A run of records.
..........

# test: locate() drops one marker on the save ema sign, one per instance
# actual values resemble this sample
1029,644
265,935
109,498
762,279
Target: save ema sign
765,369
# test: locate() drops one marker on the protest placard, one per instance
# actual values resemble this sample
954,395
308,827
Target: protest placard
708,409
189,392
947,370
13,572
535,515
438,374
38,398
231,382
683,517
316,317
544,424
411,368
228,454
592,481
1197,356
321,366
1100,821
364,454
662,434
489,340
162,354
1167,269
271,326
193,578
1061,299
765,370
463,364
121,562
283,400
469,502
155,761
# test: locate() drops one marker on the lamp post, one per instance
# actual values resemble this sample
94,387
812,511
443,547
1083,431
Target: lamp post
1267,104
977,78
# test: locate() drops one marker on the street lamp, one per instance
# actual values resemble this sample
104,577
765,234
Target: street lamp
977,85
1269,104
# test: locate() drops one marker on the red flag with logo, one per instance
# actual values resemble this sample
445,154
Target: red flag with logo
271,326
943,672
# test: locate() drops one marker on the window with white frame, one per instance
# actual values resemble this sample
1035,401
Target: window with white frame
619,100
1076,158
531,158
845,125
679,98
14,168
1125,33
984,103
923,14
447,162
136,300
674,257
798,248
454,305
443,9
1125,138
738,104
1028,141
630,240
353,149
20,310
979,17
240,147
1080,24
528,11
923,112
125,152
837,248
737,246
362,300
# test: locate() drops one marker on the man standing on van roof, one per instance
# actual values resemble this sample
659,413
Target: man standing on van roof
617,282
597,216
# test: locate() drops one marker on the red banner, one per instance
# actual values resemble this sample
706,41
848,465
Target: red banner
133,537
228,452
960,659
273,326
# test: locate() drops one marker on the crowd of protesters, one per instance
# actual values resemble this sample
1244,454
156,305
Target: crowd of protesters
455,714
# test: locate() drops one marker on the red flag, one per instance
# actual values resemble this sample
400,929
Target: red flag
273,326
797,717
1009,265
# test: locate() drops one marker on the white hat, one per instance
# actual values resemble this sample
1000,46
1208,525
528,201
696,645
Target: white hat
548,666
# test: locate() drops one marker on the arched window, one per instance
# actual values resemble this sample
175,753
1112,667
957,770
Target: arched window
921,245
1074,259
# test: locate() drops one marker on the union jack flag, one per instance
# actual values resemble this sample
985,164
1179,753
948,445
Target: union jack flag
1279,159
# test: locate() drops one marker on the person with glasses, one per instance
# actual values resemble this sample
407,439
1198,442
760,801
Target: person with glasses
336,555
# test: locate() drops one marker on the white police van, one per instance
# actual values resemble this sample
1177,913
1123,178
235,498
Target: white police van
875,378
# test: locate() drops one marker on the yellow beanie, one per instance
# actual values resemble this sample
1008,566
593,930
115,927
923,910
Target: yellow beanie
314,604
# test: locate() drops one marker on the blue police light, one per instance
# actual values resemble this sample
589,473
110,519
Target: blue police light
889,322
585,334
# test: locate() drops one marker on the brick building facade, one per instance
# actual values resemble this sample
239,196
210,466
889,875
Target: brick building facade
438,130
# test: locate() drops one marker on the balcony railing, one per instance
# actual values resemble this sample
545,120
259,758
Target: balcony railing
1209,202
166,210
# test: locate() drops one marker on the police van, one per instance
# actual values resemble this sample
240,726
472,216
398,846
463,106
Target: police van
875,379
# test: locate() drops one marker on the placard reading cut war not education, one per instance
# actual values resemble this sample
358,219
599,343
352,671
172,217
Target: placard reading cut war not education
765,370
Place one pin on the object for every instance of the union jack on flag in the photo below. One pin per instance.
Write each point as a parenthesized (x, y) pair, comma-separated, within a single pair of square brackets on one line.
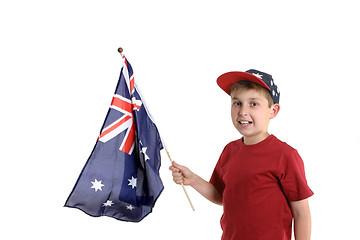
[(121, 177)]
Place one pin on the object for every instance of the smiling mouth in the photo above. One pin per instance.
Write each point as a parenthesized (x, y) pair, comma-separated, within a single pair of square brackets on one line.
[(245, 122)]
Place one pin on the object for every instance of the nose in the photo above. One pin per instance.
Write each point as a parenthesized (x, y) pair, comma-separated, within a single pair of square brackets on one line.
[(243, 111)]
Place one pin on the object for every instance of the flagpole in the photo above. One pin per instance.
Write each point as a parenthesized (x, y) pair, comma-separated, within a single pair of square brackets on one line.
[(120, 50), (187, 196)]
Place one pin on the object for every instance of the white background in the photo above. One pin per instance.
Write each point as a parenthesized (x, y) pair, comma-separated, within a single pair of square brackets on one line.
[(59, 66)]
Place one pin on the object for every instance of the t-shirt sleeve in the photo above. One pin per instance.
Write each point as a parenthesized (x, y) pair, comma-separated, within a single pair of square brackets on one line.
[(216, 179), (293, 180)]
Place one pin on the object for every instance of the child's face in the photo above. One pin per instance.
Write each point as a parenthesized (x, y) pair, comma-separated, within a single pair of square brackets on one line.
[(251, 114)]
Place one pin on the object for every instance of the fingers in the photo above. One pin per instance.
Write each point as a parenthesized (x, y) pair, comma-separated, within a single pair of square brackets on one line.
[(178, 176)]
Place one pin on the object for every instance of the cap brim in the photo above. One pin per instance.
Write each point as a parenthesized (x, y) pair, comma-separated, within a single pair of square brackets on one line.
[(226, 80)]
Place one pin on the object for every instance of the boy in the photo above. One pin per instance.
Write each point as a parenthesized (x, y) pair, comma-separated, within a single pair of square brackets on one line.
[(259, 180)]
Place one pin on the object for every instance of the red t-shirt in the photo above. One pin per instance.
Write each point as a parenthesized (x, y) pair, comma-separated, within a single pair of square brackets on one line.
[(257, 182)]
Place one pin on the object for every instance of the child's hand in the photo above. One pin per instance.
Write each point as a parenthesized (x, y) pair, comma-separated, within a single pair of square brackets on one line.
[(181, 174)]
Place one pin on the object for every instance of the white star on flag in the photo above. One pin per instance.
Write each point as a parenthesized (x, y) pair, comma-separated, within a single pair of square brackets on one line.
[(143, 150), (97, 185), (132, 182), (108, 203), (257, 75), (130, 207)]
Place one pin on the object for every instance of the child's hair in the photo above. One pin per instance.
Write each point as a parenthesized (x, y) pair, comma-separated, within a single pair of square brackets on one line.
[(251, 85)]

..........

GIVEN REQUEST.
Retype exactly, please, each line from the line that contains "instance of the boy" through the last line of the entries above, with nothing added.

FINISHED TASK.
Place one pin on the object for every instance of the boy in the photo above. One pin per instance.
Write each point as a parenthesized (x, y) pair, comma-separated, within a single pair of square brackets on one line.
[(259, 180)]
Place one pin on the object for every instance of the red t-shirt in the photo above. One pin per instance.
Write each point as a parenthesized (x, y) pair, comma-separated, within a single pair of square brackets on one line.
[(257, 182)]
Place one pin on the object for every instance of the child's hand in the photo above. One pin per instance.
Write each point as a parenthesized (x, y) pair, comma-separated, within a single pair of square brackets on one line.
[(181, 174)]
Place one pin on the object for every instance of the white star on flag in the photo above. One pin per instance.
Write each point as a parenthesized (x, y) pair, comma-separated, within a single pair of square brackets on one line.
[(143, 150), (97, 185), (132, 182), (108, 203), (257, 75), (130, 207)]
Place one pin on the object for every instance of the child's hair in the photo above. One pin per instance.
Write each point as a parenthesized (x, y) pair, comma-separated, within a single pair of square brackets on one line.
[(251, 85)]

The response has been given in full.